Task to carry out |
Retype every one of the rows below without changing a character, and omit the pictures from your copy.

Entries shown |
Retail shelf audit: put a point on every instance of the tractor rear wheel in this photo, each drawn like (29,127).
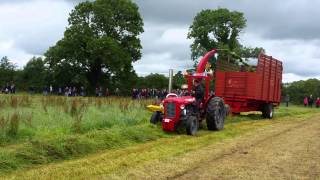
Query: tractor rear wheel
(155,118)
(267,111)
(216,114)
(192,125)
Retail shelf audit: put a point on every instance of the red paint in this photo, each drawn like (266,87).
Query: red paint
(249,91)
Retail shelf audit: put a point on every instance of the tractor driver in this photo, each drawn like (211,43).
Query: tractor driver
(198,92)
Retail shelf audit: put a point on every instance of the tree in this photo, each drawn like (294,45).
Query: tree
(35,74)
(100,43)
(7,71)
(219,29)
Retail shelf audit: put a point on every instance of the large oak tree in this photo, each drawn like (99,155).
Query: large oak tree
(99,45)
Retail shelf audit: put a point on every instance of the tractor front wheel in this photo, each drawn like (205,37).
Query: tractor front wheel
(216,114)
(192,125)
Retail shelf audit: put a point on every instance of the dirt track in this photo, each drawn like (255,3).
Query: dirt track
(292,153)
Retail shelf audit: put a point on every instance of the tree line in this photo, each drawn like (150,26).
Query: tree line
(102,40)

Correct output |
Retail shelf audit: put a point on every instance of the tractor rear wheel in this photo, each drawn like (29,127).
Query: tractor rear wheel
(155,118)
(267,111)
(216,114)
(192,125)
Retail shelf audit: put a point on every instance of the red paint in this photo, each drawn like (266,87).
Query: red paint
(249,91)
Retail shelf audit: put a point on every instance of the tractor driver in this photo, each drawn like (211,43).
Query: tractor driver
(198,92)
Retail shelf audit: put a point on every instance of the tree in this photo, each drawn like (294,45).
Query: tree
(35,74)
(100,43)
(7,71)
(219,29)
Retail shelf audit: put a point on every instance of the large oak tree in this photo, each drawn like (99,155).
Query: large oak tree
(99,45)
Retail shelf audit: put a point on every instance of the tractor front wheel in this photo, each drawn like (205,37).
Query: tractor front wheel
(216,114)
(192,125)
Retail shelf audit: put a point on every instance of the dirt track in this photo, each drawn like (255,3).
Query: dirt track
(292,153)
Retail shelf audit: put a point on every instance of the tree line in this photo, each drawn like (150,26).
Query: tree line
(102,40)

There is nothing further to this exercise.